[DATA PROVIDED]

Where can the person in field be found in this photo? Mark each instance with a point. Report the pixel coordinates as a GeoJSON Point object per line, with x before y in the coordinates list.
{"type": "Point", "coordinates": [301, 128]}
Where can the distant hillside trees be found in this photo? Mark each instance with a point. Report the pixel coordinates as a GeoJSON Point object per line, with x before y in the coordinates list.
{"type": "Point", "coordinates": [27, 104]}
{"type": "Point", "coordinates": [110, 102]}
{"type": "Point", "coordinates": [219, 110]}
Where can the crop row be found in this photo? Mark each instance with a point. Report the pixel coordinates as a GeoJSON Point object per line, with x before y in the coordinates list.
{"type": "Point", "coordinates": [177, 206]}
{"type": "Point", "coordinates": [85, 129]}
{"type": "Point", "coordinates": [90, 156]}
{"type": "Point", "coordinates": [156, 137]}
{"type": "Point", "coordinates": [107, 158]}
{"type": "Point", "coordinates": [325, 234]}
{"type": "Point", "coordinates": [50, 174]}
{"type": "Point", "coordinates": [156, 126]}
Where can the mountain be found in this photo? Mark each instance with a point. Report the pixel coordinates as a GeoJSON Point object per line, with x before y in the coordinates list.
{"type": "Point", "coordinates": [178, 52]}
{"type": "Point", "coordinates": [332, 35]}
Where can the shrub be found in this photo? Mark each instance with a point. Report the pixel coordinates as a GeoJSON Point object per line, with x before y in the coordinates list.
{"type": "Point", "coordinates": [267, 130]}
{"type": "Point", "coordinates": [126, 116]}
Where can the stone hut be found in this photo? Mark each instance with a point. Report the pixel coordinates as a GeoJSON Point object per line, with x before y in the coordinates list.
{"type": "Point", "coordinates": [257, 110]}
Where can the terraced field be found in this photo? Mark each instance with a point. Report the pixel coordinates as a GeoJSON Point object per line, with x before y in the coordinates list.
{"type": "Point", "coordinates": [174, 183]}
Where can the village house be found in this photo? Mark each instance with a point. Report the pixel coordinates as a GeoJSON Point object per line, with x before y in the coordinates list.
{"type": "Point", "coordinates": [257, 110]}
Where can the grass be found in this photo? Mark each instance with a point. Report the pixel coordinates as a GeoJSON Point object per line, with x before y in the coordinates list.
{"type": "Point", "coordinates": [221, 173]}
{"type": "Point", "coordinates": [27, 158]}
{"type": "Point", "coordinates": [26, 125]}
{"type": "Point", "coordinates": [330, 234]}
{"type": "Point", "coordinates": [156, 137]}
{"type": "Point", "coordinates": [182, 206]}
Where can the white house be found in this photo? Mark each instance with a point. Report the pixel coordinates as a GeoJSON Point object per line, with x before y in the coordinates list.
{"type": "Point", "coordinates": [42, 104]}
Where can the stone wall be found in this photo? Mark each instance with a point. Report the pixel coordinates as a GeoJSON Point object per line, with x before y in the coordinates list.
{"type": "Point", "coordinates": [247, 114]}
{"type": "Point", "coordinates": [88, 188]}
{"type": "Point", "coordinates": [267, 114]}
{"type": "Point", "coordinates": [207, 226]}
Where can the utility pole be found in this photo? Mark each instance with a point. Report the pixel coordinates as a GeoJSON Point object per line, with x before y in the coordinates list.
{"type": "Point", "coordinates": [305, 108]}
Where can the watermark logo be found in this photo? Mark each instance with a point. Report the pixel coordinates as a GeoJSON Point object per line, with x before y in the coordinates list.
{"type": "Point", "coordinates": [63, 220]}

[/DATA PROVIDED]

#### DIRECTIONS:
Word for word, write out the data.

#### REPLY TO THE TASK:
Where can the person in field be found in this photo? Mark each instance with a point. Report the pixel coordinates as a GeoJSON Point object per line, with x before y in the coordinates list.
{"type": "Point", "coordinates": [301, 128]}
Where can the distant hillside trees be found in this photo? Mark each instance with a point. Report the pixel coordinates as a GeoJSON Point object per line, with x before y in the coordinates list.
{"type": "Point", "coordinates": [27, 104]}
{"type": "Point", "coordinates": [110, 102]}
{"type": "Point", "coordinates": [219, 110]}
Where can the crop row be found in this photo? Mark each instance with a point. Report the pixel coordinates as a GeoJSON Point object per line, with x before y in the coordinates list.
{"type": "Point", "coordinates": [177, 206]}
{"type": "Point", "coordinates": [85, 129]}
{"type": "Point", "coordinates": [90, 156]}
{"type": "Point", "coordinates": [156, 137]}
{"type": "Point", "coordinates": [107, 158]}
{"type": "Point", "coordinates": [325, 234]}
{"type": "Point", "coordinates": [50, 174]}
{"type": "Point", "coordinates": [156, 126]}
Where can the mountain be found in this photo? Mark each instance with a point. Report the pixel coordinates as a GeoJSON Point object per line, with x before y in the coordinates list.
{"type": "Point", "coordinates": [178, 52]}
{"type": "Point", "coordinates": [332, 35]}
Where can the shrub be found in this photo? Mark each instance with a point. Report the pixel coordinates as a GeoJSON Point object per line, with x before y in the coordinates list.
{"type": "Point", "coordinates": [267, 130]}
{"type": "Point", "coordinates": [126, 116]}
Where can the stone hut be found in this photo? Mark each instance with a point. Report the pixel coordinates as a GeoJSON Point object per line, with x before y in the coordinates list.
{"type": "Point", "coordinates": [257, 110]}
Where can the terraced field be found in this photo? Mark each instance with a point. Report the pixel coordinates as a GeoJSON Point object per line, with x before y in the coordinates list.
{"type": "Point", "coordinates": [174, 183]}
Where can the village house be found in this photo? Mark each instance with a point. Report the pixel coordinates as a GeoJSON Point object per line, with x before y in the coordinates list.
{"type": "Point", "coordinates": [257, 110]}
Where can the grass be found in this photo? Mark each instance with a point. Report the pixel coordinates as a GeoJSON Point object per line, with x before y in the coordinates list.
{"type": "Point", "coordinates": [221, 173]}
{"type": "Point", "coordinates": [27, 158]}
{"type": "Point", "coordinates": [26, 125]}
{"type": "Point", "coordinates": [330, 234]}
{"type": "Point", "coordinates": [156, 137]}
{"type": "Point", "coordinates": [182, 206]}
Where can the white house be found in this photo? Mark each instance with a point. Report the pixel coordinates as a GeoJSON Point object per line, with x before y in the coordinates list.
{"type": "Point", "coordinates": [42, 104]}
Where can the stone wall be found in this photo? Mark each instance with a point. Report the pixel coordinates as a GeoJSON Point object per line, with x before y in the coordinates list.
{"type": "Point", "coordinates": [247, 114]}
{"type": "Point", "coordinates": [88, 188]}
{"type": "Point", "coordinates": [267, 114]}
{"type": "Point", "coordinates": [207, 226]}
Where can the utility pole be found in this photo? Mark each instance with a point. Report the pixel coordinates as a GeoJSON Point object per line, with x before y in the coordinates list.
{"type": "Point", "coordinates": [305, 108]}
Where can the watermark logo be found in this photo? Mark each instance with a point. Report the pixel coordinates as a GeoJSON Point object per line, with x before y in the coordinates list.
{"type": "Point", "coordinates": [63, 220]}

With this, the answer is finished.